* _Data for this exercise_
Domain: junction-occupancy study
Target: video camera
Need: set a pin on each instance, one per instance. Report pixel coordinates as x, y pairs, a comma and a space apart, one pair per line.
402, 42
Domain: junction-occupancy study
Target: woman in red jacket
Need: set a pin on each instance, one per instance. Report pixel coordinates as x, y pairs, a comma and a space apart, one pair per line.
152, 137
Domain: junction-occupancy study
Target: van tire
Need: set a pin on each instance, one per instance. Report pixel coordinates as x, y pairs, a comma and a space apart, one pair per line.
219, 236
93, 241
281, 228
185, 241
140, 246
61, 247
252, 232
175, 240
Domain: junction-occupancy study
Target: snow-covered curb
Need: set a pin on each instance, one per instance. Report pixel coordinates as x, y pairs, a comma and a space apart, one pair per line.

* * *

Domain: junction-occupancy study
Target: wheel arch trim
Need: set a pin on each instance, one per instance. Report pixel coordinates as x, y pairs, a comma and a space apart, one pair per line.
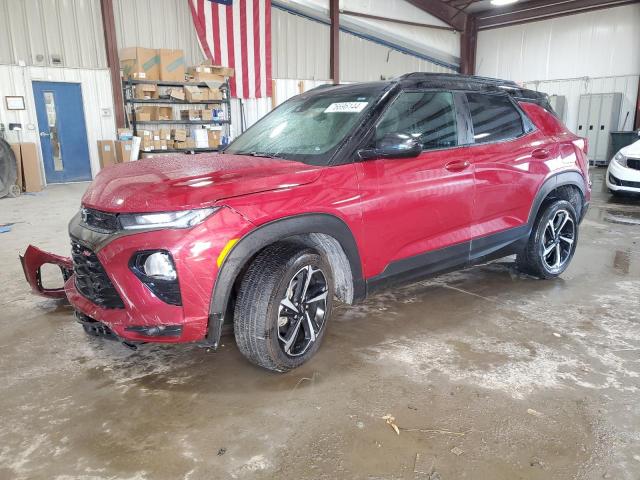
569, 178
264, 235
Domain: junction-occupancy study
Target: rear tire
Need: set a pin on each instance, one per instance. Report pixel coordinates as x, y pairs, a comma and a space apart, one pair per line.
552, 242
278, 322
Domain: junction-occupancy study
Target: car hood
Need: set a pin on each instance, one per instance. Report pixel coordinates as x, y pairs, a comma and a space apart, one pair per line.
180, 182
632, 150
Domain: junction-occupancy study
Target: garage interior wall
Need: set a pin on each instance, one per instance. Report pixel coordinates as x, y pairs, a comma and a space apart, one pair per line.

* _The problem_
Scan the material above. Copy each line where "Target" occurs.

* _Exercise solution_
Target: video camera
Target: woman in red jacket
Target: van tire
Target: snow-covered curb
Target: wheel arch trim
Target: rear tire
Target: car hood
Target: garage interior wall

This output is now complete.